[[ SELECTED EXTRACT open ]]

I have not been to church in a long while. For someone who spent so many years in the church it sometimes surprises me that it is no longer a vital part of my life.

A few years ago I would sometimes slip into the Cathedral Santuario de la Virgen de Guadalupe in downtown Dallas. It’s a beautiful, sacred space. There are daily masses both in English and Spanish. Inside the sanctuary is a large, life-like crucifix of Jesus and other smaller but elaborate sculptures of biblical scenes. The Cathedral was built in 1902 and has been through various renovations and is today a vibrant and popular place of worship for Catholics.

I have many issues with the Roman Catholic Church, and the institutional Church in general. And I have no interest whatsoever in the giant mega evangelical churches that remind me of convention centers or entertainment venues.

But there, in the quiet of the Cathedral, I have often felt something deeply spiritual stir within me.

For some time now, church has not been a place for me to go and pray, or get saved, or rev myself up for the week. I have always wanted church to be a place where, in the presence of burning candles and quiet thoughts, in surroundings where reverence is honored and the transcendent is celebrated, one could feel the nearness of God, or the Life Force, or Beauty or Love, or the Divine, and one’s thoughts would be directed toward wonder and an awareness of the holy, and one could be inspired to be more.

[[ SELECTED EXTRACT closed ]]

=== USING THE INFORMATION ===
1. In the church essay, list every name the writer gives for what one could feel the nearness of in church.
2. Say whether each statement agrees with the church essay, answering yes or no and quoting the words of the essay that decide it: (a) The Cathedral dates from 1902. (b) Daily masses at the Cathedral are held only in Spanish. (c) The writer has some interest in the giant mega evangelical churches.
3. Carry the church essay forward from its final sentence.

[[ RAW DATA open ]]

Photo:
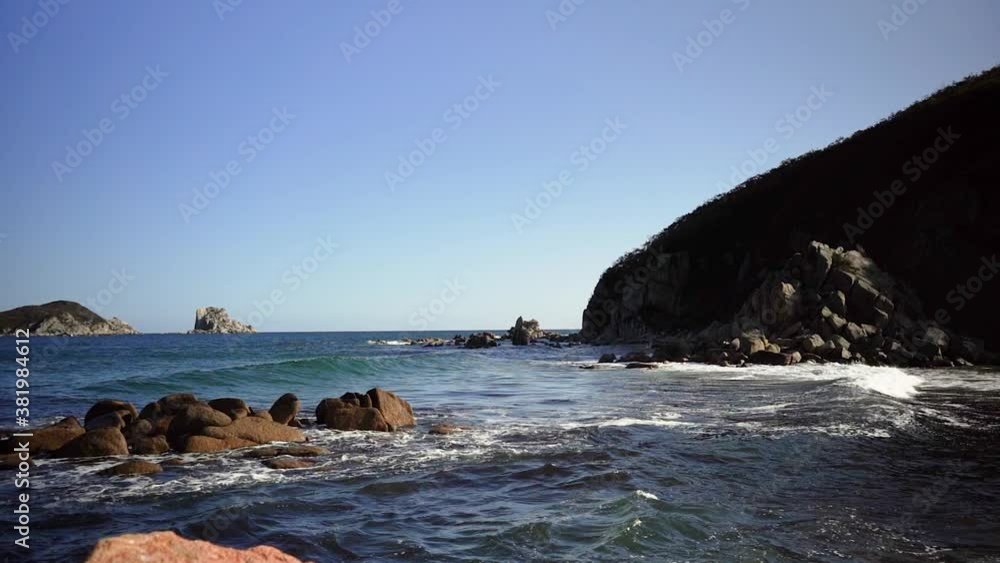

[[ RAW DATA closed ]]

=== RESULTS ===
1. God, the Life Force, Beauty, Love, the Divine

2.
(a) Yes: "The Cathedral was built in 1902"
(b) No: "There are daily masses both in English and Spanish."
(c) No: "I have no interest whatsoever in the giant mega evangelical churches"

3.
In that kind of setting, which I have felt at the Cathedral de Guadalupe, and years ago, in my post-graduate work, at the Mercy Center’s small chapel that looked out over Long Island Sound—in those settings, I have experienced love in my heart and a genuine care for the world we live in. There I have thought of Jesus and his life of grace and goodness. And I have left there wanting to be a better human being.

Isn’t that what church should be about?

Not politics. Not self-righteousness. Not feeling superior to others. Not getting caught up in judging people who do things we don’t do. Not hoping that going regularly we will be rewarded with health and prosperity. Not to boost our business or recruit clients. Not to escape in an afterlife. And not to ignore the hard realities of life and people that desperately need our acceptance and our attention.

As a minister, I used to love a little poem that said,
“Some want to live within the sound
Of church or chapel bell;
I want to run a rescue shop,
Within a yard of hell.”

My therapist recently asked me why, if I have such a social conscience and seem so concerned about people who are hurting, why am I not doing more about that. Why am I not a volunteer in a soup kitchen or working with agencies helping the homeless? It was a wise and devastating wake-up call to me. And something I am determined to work on.

I have people that I try to love and encourage, people who are lonely, or in need, emotionally distraught, or ill. But everyone should have that going on in their lives, helping support people they care about.

I want to do more.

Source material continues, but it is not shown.